_TASK BRIEF_
Would you retype each record exactly as given?

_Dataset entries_

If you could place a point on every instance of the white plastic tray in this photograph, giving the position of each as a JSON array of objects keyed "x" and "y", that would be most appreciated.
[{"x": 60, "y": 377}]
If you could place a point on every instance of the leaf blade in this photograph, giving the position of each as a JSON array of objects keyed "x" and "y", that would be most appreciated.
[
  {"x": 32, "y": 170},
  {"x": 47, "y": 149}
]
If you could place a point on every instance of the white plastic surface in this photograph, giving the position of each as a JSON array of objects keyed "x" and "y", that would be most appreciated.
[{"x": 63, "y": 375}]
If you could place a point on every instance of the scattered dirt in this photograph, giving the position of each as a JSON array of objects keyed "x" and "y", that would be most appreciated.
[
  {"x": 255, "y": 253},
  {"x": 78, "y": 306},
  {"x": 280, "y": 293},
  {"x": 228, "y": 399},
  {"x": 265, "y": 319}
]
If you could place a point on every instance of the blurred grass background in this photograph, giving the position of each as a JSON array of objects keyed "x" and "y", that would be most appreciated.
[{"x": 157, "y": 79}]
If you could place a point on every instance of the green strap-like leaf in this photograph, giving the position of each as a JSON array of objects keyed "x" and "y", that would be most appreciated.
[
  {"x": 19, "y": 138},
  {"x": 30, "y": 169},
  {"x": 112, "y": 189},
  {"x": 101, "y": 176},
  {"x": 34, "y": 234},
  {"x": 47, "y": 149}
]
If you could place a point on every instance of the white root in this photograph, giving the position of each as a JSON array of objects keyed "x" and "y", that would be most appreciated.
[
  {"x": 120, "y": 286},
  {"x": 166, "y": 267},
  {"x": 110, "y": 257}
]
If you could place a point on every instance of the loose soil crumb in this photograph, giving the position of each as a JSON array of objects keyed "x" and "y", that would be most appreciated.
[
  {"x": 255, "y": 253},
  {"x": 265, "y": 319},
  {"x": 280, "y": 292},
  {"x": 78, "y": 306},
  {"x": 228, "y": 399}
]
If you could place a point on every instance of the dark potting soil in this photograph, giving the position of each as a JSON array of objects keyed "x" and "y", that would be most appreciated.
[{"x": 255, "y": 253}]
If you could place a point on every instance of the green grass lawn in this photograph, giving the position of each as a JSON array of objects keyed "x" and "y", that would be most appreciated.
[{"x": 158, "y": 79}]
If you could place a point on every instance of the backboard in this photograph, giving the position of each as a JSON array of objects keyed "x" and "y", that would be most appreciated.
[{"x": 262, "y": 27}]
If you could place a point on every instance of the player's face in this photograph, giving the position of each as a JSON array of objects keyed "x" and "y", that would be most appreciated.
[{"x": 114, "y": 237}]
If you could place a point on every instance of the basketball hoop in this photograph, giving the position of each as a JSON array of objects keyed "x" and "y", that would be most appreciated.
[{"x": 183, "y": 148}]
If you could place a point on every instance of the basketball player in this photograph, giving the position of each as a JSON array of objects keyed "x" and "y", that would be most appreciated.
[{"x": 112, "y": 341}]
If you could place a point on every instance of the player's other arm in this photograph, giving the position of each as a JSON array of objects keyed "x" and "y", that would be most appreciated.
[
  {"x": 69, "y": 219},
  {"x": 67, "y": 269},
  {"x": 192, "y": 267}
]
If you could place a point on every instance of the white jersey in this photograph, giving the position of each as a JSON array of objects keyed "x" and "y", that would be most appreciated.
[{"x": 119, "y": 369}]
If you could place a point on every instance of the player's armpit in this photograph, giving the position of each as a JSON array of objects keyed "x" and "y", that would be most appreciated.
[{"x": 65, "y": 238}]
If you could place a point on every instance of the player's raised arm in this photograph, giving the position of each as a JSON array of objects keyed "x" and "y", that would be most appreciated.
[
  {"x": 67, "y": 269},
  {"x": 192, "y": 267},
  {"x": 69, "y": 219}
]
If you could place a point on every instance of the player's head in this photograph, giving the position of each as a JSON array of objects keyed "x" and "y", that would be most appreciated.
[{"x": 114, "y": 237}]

_TASK RESPONSE_
If you could place a point on every instance of the white plastic tray in this photograph, giving the position of each as a JSON array of objects keyed "x" and "y", that would be most appreciated.
[{"x": 60, "y": 377}]
If you could place a point on every instance of the leaf blade in this photograph, giving the position of each as a JSON array of objects keyed "x" and "y", that would be most appreciated.
[
  {"x": 32, "y": 170},
  {"x": 47, "y": 149}
]
If you could place a point on every instance of the white plastic surface in this photograph, giving the position of each as a JSON array of objects keyed "x" and "y", that would be most appreciated.
[{"x": 63, "y": 375}]
If you could place a point on every instance of the scattered dirt in this photograph, giving the position of each as a JSON array of objects keyed "x" and "y", that would be most appreciated.
[
  {"x": 255, "y": 253},
  {"x": 78, "y": 306},
  {"x": 280, "y": 293},
  {"x": 228, "y": 399},
  {"x": 265, "y": 319}
]
If you could place a point on every instance of the blurred grass background in this photograph, giving the position of each as a JSON array of objects keyed "x" and "y", that would be most appreciated.
[{"x": 157, "y": 79}]
If you could place a point on every instance of the green strap-like leaf in this photograph, giving the position of each as a JSON array of objects keyed "x" and "y", that would be most appreciated.
[
  {"x": 19, "y": 138},
  {"x": 30, "y": 169},
  {"x": 112, "y": 189},
  {"x": 101, "y": 176},
  {"x": 34, "y": 234},
  {"x": 47, "y": 149}
]
If you could place a point on every instance of the white root in this photograph, giving the position of each as a JSON array of objects keyed "x" and "y", that would be most appreciated.
[
  {"x": 120, "y": 286},
  {"x": 166, "y": 267},
  {"x": 110, "y": 257}
]
If you could place a point on every instance of the loose soil crumb in this photograph, giving the position of each as a JSON array of objects keyed "x" and "y", that would be most appreciated.
[
  {"x": 255, "y": 253},
  {"x": 265, "y": 319},
  {"x": 280, "y": 292},
  {"x": 78, "y": 306},
  {"x": 228, "y": 399}
]
If you could place a point on every instance of the dark potting soil in this photograph, giving the position of each as a JSON array of objects keyed "x" and "y", that would be most appreciated.
[{"x": 255, "y": 253}]
If you could place a point on every instance of the green grass lawn in this photograph, giving the position of each as a JSON array of objects keyed "x" and "y", that would be most appreciated.
[{"x": 158, "y": 79}]
If you could place a point on every instance of the backboard in this photograph, giving the position of each as a JSON array of objects keyed "x" and "y", that would be most appreciated.
[{"x": 262, "y": 27}]
If you could place a point on every instance of the player's face in this photograph, giving the position of each as a JSON array of objects keyed "x" and "y", that would be most appreciated.
[{"x": 114, "y": 237}]
If you could place a point on every instance of the basketball hoop in this photograph, giving the position of each as a JSON array of objects keyed "x" and "y", that would be most appreciated.
[{"x": 183, "y": 148}]
If you could place a point on every instance of the basketball player in this photograph, giving the position of each as a JSON array of objects keyed "x" and "y", that would be most appreciated.
[{"x": 112, "y": 341}]
If you could place a point on every instance of the player's other arm in this photograph, giving the position of each as a JSON array of objects keyed "x" and "y", that would be most appreciated.
[
  {"x": 69, "y": 219},
  {"x": 67, "y": 269},
  {"x": 192, "y": 267}
]
If you could place a point on every instance of the white jersey in this photograph, giving the position of each as a JSON array of objects keyed "x" and "y", that would be most appreciated.
[{"x": 119, "y": 369}]
If you could place a point on every instance of the player's armpit in this photograph, giving the position of each as a JSON array of objects keyed "x" and "y", that would be most appreciated.
[{"x": 65, "y": 238}]
If you could place a point on every instance of the player's raised arm in this photograph, giving the position of each as a JSON array of objects keyed "x" and "y", that would be most appreciated.
[
  {"x": 67, "y": 269},
  {"x": 192, "y": 267},
  {"x": 69, "y": 219}
]
If you could place a point on every instance of the player's head in this photograph, giving the position of each as a JSON array of objects keyed "x" and "y", that would be most appreciated.
[{"x": 114, "y": 237}]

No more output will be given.